• [Directive]: Please duplicate everything from "However, at your" down to "they had left." in the speech on Alexander von Humboldt below.

══ Text block ══

It is said that he wrote over 50,000 letters. And so far, Humboldt experts have not been able to find either spam or videos of cute cats among them.
He was fluent in at least eight languages and his genius for communication built many bridges that we still use today.
Humboldt was a global scientist and a citizen of the world. His work still serves as a guiding light today for how we interact among ourselves and with nature. His views were defined by knowledge.
Our Humboldt year patron, Federal President Frank-Walter Steinmeier, even said recently that Humboldt was his role model.
Of the two Humboldt brothers, my first encounter with Alexander was only in the German Bundestag, where Professor Helmut Schwarz told me about the idea of this foundation, with all the passion that is so unique to him. I found his enthusiasm contagious.
Since then, I have met many very talented people and Humboldt experts through the Alexander von Humboldt Foundation. I have also met a few rather eccentric people.
We can certainly also learn from one another across borders at this conference. Humboldt's spirit is always with us. He is here with us in spirit in the way he was in body when he mingled with students in what was then the Friedrich-Wilhelm University to listen in on lectures in other fields.
However, at your events I have never experienced what was standard for Humboldt. Apparently, some people would not leave a gathering as long as he was still there because they didn't want to risk him talking badly about them after they had left.
The French physicist François Arago said that his friend Humboldt was the most generous person in the world, but also had the most wicked tongue he had ever known.
Role models can be something of a mixed bag, and Alexander von Humboldt was a bit of a rogue.
But even 250 years later, it is better to speak face to face than via social media.
And if Humboldt's ideals still seem worthwhile to us today, then we need to ask ourselves: What kind of letters do we send these days! What question do we ask of the world in which we live in today?
How does this discourse occur in the first place today and what do social media and global digital interconnection as a whole mean for humanity in all its diversity?
How does globalisation affect us?
And: if everything is in fact interaction, will what is special and extraordinary become more visible or will everything ultimately become more similar and uniform, so that it all blurs into one and becomes a sort of “Coca-Cola – one brand fits all”.
These are also cultural questions!
Ladies and gentlemen,
I believe that small and concrete things become more important in globalisation, while the big picture and international contexts shift ever further out of reach.
In the Federal Foreign Office, we support international links in academia and research.
This year's Humboldt y las Américas season also gives us an opportunity to create something for today out of what Humboldt developed in the past.
During Federal President Steinmeier's trip to Colombia and Ecuador a few weeks ago, Professor Pape and I experienced this on a visit to the Galápagos Islands in the Pacific, where invasive species, but more importantly microplastics in the oceans, pose a huge challenge to this natural paradise.
And the idyll is at risk. More and more plastic waste is being washed up on the coasts and beaches of the national park – a global problem that is painfully visible in Galápagos!
I feel very hopeful when I see the young generation in Germany and Europe who both recognise the importance of the environment and are familiar with social media and communication. This is vital because – like Humboldt – our goal must also be to reach people and discuss things with them.
The European elections will take place soon.
The main question here is do we believe that everyone's interests are well served when each person thinks only of themselves or do we believe that we can achieve more together.

═══
══ Supplied records ══

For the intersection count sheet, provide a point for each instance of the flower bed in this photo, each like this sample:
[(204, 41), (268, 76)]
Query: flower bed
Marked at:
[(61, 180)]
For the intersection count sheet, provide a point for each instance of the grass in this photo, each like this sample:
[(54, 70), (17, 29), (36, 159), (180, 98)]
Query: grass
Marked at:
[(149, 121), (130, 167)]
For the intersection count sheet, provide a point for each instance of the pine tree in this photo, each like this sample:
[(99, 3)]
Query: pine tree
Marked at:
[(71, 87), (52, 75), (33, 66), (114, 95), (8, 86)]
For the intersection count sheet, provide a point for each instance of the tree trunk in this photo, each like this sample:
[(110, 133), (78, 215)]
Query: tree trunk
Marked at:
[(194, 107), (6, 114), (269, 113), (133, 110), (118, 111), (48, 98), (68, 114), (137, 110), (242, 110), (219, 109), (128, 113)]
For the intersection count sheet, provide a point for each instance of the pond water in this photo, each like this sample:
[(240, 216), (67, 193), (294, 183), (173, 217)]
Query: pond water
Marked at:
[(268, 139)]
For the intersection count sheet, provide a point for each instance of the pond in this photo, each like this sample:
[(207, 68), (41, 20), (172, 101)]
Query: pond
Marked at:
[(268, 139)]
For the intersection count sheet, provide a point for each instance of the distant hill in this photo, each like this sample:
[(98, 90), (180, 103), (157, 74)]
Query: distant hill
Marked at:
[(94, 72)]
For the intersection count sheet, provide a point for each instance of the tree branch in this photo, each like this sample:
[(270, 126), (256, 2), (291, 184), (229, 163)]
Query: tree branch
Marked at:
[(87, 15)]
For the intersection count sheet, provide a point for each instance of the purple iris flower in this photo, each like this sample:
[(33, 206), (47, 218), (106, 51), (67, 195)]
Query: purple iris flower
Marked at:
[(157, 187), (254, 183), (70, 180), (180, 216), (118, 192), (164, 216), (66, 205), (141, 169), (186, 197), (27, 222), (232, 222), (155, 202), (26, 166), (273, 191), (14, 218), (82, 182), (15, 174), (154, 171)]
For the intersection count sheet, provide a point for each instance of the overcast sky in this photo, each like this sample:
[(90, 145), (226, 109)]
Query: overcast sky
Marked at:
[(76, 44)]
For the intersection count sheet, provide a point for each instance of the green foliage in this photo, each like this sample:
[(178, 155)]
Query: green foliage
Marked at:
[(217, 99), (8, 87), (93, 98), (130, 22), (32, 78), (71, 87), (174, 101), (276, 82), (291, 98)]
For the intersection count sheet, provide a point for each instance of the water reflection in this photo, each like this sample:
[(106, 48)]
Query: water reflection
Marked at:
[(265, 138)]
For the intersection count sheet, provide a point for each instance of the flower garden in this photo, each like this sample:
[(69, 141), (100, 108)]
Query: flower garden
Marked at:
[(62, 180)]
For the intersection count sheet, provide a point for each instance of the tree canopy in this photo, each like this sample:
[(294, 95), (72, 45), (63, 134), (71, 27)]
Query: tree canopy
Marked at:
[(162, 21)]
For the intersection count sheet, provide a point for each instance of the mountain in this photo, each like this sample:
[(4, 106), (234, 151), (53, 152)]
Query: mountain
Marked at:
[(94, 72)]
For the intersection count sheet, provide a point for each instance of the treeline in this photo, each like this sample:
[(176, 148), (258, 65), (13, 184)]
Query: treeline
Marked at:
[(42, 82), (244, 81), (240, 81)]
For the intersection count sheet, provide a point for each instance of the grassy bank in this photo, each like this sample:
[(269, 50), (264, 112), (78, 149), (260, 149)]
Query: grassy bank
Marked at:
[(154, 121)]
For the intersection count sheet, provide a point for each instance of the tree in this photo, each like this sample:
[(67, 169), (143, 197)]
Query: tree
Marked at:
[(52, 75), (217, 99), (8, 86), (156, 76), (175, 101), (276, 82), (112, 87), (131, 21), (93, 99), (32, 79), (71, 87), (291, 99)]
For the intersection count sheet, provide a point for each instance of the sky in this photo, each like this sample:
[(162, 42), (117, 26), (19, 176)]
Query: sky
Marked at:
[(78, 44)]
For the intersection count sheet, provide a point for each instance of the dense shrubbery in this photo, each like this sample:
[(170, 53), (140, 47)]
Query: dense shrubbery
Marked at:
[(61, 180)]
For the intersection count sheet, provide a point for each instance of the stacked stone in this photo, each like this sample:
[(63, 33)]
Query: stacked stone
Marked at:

═══

• [Reply to the task]:
However, at your events I have never experienced what was standard for Humboldt. Apparently, some people would not leave a gathering as long as he was still there because they didn't want to risk him talking badly about them after they had left.